__Task directions__
Rescale the material below by copying out every line, requests included, and multiplying each coordinate in the answers by 1.95, rounding to whole numbers with halves rounded up. Keep the numbers in the requests and in their format samples unchanged.

━━━━━━━━

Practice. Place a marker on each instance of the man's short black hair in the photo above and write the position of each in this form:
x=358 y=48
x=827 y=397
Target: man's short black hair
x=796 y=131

━━━━━━━━

__Reply__
Practice. Place a marker on each instance of the man's short black hair in the photo above and write the position of each in this form:
x=358 y=48
x=827 y=397
Target: man's short black hair
x=1552 y=255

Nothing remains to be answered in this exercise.